[[ PASSAGE PROVIDED, beginning ]]
Seventeen human rights groups released a statement on Wednesday condemning the continued pretrial detention of Aya Hegazy, her husband Mohamed Hassanein and two volunteers at the Belady Foundation for Street Children.
Hegazy and Hassanein, who run the run the nongovernmental organization Belady Foundation, along with six others have been held in pretrial detention for over two years, exceeding the two-year legal limit stipulated by Article 143 of the Penal Code. The defendants face seven charges, ranging from running an unlicensed organization and inciting street children to join pro-Muslim Brotherhood protests to sexually assaulting minors.
The joint-statement released on Wednesday states that the charge of sexual assault leveled against the defendants has been disproven by forensic medical examinations of the children.
After a man filed a formal complaint against the Belady Foundation alleging that its members had kidnapped his son, police raided the NGO in May 2014, arresting everyone on the premises.
The foundation was established in 2013 to organize projects and campaigns on sanitation, combatting sexual harassment and caring for street children. The defendant’s trial has been repeatedly postponed with courts citing administrative errors including technical difficulties with electronic equipment. The court has yet to hear any witnesses and the prosecution is yet to present any evidence.
The human rights organizations’ statement broadly condemned the Egyptian state’s practice of pretrial detention, stating that it is tantamount to a prison sentence elongated indefinitely through appeals to bureaucratic process and functions as, “a form of punishment in and of itself, a means to retaliate against activists unrelated to any legal grounds for detention.”
Under the penal code, the two-year pretrial detention period includes all time detained during a criminal investigation, trial and verdict, with exceptions made for cases where defendants face charges that bear penalties of life imprisonment or death.
[[ PASSAGE PROVIDED, end ]]
[[ DATA SUPPLIED, beginning ]]
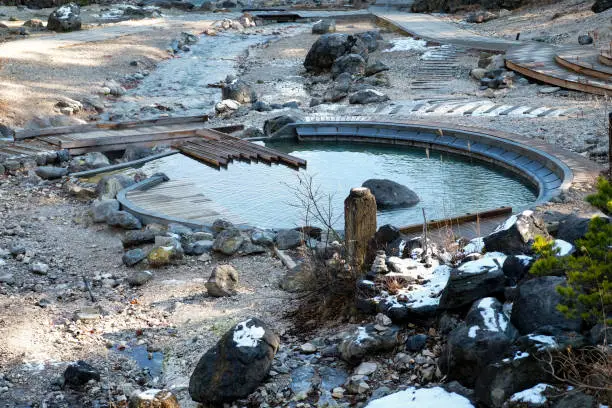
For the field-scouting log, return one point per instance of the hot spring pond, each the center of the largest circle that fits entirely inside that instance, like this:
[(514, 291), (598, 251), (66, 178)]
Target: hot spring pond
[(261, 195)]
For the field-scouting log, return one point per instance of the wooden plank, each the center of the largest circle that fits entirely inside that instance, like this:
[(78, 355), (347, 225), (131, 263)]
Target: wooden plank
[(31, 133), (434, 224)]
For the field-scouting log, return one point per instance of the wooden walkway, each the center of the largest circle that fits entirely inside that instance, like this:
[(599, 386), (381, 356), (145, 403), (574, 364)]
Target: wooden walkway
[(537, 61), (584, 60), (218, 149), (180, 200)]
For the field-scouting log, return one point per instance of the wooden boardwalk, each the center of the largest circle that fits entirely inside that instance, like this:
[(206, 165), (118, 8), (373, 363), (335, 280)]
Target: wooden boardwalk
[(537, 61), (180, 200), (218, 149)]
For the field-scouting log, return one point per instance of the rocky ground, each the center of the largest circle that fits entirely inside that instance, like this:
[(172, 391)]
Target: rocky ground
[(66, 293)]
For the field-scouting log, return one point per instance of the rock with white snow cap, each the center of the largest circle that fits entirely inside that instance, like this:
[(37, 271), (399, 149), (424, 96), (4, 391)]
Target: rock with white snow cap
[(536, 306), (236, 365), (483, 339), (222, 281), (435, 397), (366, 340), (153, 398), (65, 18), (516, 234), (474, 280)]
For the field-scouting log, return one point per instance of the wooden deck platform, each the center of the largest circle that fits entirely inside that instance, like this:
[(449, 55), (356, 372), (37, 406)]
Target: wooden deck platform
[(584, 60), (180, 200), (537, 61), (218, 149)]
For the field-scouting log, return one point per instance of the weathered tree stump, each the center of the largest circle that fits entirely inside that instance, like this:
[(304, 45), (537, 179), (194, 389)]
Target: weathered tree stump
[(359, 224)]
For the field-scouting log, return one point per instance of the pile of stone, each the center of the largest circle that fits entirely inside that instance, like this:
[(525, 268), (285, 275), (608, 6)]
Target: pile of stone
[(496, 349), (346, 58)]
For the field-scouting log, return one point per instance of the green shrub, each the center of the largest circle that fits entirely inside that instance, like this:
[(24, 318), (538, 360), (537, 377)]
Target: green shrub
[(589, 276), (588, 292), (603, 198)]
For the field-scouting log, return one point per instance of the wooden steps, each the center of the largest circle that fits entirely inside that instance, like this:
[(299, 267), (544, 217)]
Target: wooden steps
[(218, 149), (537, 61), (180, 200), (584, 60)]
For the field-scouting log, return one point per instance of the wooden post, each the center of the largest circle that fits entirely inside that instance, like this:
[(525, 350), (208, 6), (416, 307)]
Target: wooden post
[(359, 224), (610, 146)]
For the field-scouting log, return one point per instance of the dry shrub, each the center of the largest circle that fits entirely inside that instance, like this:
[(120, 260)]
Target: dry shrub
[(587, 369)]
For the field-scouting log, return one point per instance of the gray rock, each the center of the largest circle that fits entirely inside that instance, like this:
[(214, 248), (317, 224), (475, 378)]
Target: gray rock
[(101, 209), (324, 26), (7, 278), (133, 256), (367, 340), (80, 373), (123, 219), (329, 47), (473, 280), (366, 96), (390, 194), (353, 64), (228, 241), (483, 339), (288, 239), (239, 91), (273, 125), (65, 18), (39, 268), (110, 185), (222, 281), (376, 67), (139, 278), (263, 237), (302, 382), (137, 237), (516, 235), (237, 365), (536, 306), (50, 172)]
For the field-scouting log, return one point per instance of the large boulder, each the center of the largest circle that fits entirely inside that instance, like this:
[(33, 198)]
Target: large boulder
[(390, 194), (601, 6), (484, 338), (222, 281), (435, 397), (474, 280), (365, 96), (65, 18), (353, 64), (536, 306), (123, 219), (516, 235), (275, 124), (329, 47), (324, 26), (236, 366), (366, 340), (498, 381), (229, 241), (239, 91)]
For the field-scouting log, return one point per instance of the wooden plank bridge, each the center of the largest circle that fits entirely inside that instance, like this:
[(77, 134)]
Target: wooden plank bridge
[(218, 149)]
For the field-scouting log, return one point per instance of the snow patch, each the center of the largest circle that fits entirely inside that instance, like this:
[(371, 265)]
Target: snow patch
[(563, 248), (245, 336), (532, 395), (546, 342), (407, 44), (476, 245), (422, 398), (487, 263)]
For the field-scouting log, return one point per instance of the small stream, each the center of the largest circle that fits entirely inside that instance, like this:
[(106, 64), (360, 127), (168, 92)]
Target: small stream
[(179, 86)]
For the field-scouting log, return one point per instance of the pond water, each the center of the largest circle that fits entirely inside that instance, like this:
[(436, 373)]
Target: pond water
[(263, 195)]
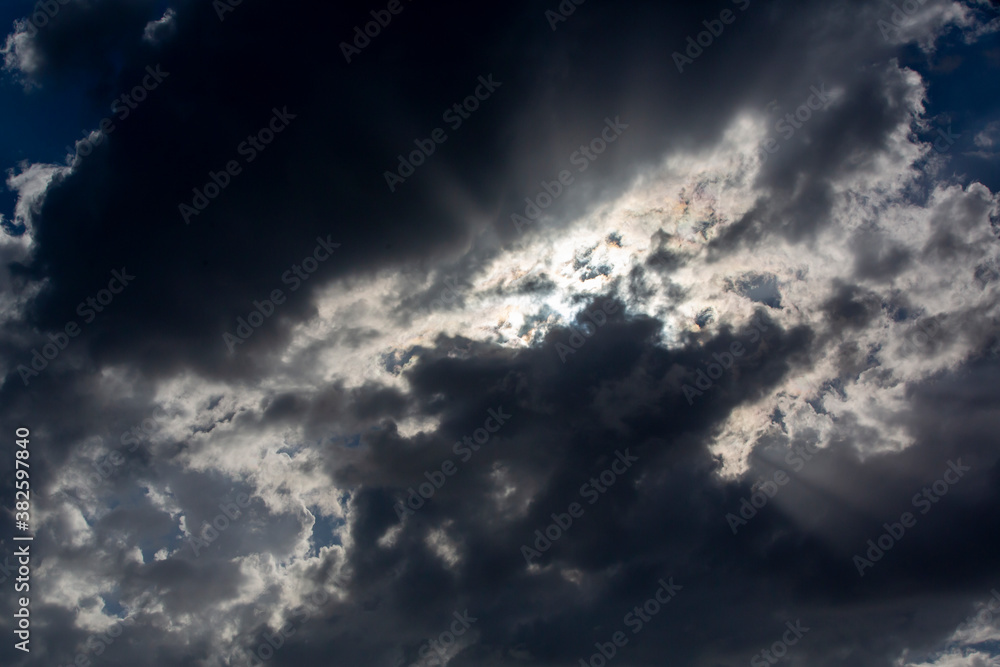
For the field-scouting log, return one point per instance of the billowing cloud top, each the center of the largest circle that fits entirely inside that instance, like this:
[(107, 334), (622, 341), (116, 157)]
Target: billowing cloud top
[[ DATA SUPPLIED, end ]]
- TASK REQUIREMENTS -
1. List the areas of work that the Belady Foundation article says the foundation was set up to organize projects and campaigns on.
2. Please reproduce the Belady Foundation article without changes, beginning at the words "The joint-statement released" and stopping after "on the premises.".

- RESULTS OF THE EXERCISE -
1.
- Sanitation
- Combatting sexual harassment
- Caring for street children

2.
The joint-statement released on Wednesday states that the charge of sexual assault leveled against the defendants has been disproven by forensic medical examinations of the children.
After a man filed a formal complaint against the Belady Foundation alleging that its members had kidnapped his son, police raided the NGO in May 2014, arresting everyone on the premises.